Task. Rewrite the rows starting at the line containing "field in this photo." and ending at the last of the rows, renaming "puppy's" to "dog's" and leaving everything else unchanged.

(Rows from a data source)
▬▬▬▬▬▬
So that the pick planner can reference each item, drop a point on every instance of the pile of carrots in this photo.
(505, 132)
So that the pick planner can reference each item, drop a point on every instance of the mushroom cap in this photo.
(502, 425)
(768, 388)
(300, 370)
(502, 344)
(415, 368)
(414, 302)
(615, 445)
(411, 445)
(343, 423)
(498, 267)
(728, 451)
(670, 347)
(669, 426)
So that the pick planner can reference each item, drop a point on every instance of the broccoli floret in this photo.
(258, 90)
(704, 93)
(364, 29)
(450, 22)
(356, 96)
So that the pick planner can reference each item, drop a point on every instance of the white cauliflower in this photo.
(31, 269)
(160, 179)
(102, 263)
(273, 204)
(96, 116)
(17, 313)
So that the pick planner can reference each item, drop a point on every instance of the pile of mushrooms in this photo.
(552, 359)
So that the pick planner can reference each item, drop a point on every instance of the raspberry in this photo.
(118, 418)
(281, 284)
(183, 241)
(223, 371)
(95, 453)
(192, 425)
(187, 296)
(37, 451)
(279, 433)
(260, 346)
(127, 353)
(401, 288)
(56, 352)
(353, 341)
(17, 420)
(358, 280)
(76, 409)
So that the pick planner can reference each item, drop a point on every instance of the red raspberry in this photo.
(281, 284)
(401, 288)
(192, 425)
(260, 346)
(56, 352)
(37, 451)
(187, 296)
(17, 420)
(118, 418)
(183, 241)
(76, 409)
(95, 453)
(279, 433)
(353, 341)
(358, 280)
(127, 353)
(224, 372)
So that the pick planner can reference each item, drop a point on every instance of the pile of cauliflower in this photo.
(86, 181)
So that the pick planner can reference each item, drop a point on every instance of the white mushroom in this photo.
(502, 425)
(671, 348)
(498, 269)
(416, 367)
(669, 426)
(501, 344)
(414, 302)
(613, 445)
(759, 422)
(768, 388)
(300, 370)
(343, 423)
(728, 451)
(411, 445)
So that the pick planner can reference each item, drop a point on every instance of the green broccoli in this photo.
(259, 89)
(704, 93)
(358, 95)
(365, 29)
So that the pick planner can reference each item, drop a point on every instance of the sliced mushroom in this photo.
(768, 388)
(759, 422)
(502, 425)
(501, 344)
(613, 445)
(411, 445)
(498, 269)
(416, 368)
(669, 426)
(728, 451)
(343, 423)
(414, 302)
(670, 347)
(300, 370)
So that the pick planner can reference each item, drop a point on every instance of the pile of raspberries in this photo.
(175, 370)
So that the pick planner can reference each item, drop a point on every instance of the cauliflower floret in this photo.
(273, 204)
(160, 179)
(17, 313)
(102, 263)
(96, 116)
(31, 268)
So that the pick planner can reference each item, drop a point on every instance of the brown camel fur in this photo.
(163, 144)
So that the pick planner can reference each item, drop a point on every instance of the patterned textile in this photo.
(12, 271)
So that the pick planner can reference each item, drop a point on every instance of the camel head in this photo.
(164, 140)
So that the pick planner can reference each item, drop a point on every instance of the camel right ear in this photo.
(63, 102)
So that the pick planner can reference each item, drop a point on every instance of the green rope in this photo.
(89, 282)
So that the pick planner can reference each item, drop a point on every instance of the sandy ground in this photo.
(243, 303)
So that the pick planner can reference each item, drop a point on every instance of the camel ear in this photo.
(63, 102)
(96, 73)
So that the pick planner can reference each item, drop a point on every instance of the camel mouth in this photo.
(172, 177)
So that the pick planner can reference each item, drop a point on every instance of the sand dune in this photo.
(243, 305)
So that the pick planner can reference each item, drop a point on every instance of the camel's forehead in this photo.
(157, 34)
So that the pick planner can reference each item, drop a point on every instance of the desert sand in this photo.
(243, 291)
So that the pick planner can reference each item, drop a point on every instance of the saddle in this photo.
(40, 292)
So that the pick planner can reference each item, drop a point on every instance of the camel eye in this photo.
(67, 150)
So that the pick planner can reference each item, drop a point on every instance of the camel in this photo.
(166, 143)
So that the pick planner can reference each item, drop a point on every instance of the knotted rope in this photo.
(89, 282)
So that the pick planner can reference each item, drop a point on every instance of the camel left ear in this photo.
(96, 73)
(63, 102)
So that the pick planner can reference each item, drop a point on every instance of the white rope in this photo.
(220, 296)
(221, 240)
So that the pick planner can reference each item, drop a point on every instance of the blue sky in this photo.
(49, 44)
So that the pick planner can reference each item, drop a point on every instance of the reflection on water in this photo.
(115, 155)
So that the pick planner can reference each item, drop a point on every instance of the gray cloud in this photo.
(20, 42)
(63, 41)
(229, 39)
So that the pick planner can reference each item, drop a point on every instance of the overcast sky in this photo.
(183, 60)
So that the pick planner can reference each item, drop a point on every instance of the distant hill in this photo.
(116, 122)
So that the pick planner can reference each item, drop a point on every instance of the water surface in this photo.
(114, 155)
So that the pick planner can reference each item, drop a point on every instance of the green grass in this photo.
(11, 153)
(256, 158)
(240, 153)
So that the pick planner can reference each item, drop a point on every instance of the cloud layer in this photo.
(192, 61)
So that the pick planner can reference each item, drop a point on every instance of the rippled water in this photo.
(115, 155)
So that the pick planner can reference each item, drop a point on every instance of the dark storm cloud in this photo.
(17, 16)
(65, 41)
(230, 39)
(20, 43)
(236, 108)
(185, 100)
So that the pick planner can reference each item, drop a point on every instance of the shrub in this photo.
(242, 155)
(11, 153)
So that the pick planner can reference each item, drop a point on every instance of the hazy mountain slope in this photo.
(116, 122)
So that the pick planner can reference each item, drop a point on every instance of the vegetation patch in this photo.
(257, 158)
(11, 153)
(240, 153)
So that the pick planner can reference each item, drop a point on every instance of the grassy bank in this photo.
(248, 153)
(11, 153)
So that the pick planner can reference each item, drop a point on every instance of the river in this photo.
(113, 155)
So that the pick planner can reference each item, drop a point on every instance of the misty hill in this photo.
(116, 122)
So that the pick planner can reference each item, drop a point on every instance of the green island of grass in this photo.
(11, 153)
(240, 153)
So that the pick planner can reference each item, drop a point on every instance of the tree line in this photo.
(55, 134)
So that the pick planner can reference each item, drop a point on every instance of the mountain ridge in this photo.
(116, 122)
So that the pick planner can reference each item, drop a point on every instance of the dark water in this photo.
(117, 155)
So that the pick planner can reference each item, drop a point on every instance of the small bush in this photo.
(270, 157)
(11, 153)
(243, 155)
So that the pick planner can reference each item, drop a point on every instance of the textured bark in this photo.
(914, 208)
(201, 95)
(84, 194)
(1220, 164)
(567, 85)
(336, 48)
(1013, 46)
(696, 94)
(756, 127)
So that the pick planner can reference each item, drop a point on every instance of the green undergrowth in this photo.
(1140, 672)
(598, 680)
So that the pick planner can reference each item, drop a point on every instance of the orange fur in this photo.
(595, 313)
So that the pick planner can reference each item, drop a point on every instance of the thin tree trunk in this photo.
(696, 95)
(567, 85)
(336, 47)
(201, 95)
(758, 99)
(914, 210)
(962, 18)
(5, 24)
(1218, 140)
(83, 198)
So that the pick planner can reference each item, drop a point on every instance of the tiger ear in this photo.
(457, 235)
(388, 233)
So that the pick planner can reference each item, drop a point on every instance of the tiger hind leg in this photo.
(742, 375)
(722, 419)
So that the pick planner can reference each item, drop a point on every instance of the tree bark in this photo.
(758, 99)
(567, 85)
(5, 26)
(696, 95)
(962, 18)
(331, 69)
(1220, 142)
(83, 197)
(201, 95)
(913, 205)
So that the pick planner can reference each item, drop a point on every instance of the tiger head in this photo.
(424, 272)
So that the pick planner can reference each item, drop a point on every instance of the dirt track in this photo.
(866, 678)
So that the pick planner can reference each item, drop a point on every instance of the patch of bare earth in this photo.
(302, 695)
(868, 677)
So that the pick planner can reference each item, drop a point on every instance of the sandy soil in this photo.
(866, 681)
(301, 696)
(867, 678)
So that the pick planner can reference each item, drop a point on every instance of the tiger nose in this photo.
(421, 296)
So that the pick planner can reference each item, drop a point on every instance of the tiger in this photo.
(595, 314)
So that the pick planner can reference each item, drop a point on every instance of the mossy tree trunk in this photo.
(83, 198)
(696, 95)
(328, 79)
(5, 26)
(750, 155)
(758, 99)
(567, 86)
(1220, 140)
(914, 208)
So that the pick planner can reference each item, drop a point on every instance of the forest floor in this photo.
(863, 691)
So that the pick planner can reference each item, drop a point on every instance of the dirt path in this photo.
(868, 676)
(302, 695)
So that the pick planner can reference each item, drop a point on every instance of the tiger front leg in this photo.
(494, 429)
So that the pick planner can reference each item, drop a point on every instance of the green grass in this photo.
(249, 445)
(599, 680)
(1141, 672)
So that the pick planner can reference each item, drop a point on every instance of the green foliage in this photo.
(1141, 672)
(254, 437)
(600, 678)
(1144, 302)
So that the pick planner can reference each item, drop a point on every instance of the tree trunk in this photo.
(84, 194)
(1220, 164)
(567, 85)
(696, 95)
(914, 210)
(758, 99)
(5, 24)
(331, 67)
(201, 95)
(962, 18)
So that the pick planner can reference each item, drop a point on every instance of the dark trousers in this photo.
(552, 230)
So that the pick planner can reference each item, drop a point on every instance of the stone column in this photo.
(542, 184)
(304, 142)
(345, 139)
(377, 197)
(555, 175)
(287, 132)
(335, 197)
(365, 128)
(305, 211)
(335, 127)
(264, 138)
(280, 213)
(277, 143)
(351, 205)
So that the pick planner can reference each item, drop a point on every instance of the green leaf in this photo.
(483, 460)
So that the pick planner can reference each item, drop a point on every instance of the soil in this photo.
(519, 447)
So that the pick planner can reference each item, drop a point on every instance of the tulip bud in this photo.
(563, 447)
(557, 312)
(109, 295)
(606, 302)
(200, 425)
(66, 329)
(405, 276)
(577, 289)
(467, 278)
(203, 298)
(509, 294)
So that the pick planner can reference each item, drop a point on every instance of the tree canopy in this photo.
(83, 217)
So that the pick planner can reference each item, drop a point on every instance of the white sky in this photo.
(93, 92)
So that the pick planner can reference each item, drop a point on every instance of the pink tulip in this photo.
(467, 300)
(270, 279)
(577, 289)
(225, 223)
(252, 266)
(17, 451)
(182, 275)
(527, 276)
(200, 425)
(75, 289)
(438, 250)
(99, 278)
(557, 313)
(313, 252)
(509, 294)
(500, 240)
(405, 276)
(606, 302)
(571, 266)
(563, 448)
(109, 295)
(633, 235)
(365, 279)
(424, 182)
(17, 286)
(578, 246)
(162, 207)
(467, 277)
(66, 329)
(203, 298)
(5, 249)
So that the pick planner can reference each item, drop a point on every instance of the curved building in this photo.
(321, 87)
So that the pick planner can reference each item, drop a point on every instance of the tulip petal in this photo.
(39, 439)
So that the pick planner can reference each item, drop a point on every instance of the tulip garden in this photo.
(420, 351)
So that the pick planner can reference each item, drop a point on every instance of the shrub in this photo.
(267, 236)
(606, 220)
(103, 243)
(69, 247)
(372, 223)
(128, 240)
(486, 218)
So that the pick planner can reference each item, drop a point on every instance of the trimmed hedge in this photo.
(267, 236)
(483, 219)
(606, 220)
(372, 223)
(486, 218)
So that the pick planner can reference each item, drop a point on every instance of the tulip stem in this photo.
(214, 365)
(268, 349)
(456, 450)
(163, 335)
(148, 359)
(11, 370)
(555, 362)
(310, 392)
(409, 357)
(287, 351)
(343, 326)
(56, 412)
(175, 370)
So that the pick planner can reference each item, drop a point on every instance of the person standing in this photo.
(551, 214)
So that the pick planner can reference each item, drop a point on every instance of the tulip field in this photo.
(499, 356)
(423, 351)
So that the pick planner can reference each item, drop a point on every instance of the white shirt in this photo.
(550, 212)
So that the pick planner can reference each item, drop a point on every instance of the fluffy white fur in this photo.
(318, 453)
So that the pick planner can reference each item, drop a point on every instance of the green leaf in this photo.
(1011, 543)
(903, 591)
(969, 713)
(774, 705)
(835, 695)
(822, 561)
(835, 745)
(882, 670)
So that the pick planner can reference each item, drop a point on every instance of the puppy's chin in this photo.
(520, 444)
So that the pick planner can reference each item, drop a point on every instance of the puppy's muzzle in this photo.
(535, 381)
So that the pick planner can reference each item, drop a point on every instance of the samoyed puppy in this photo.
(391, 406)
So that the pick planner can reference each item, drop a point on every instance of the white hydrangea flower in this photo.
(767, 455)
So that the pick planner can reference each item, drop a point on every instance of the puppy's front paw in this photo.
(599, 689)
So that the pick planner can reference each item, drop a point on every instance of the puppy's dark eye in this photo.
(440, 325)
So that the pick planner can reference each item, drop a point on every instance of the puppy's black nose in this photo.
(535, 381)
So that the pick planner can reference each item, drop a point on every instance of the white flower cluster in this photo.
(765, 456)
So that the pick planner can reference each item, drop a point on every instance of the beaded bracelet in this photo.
▬▬▬▬▬▬
Task output.
So that the pick planner can reference each item, drop a point on every instance of the tulip field in this photo.
(499, 356)
(423, 351)
So that the pick planner can reference each item, drop a point on every instance of the white shirt in this photo.
(550, 212)
So that the pick planner can reference each item, drop a point on every instance of the fluffy white fur in this photo.
(318, 453)
So that the pick planner can reference each item, drop a point on every instance of the green leaf in this photo.
(1011, 543)
(903, 591)
(969, 713)
(774, 705)
(835, 695)
(822, 561)
(835, 745)
(882, 670)
So that the pick planner can reference each item, drop a point on every instance of the dog's chin in this photo.
(520, 444)
So that the pick planner can reference each item, drop a point on every instance of the dog's muzzle in this photo.
(535, 381)
So that the pick planner can reference each item, drop a point on every instance of the samoyed puppy in this photo.
(391, 406)
So that the pick planner can reference each item, drop a point on every instance of the white hydrangea flower in this photo.
(767, 455)
So that the pick planner can reference each item, drop a point on every instance of the dog's front paw in this photo.
(599, 689)
So that the pick planner can reference each item, drop a point on every instance of the dog's dark eye in this photo.
(440, 325)
So that the pick planner can reference each item, drop a point on every instance of the dog's black nose in this photo.
(535, 381)
So that the pick planner can reference each item, drop a point on every instance of the white flower cluster in this photo.
(765, 456)
So that the pick planner can reference each item, drop a point on every instance of the beaded bracelet in this photo.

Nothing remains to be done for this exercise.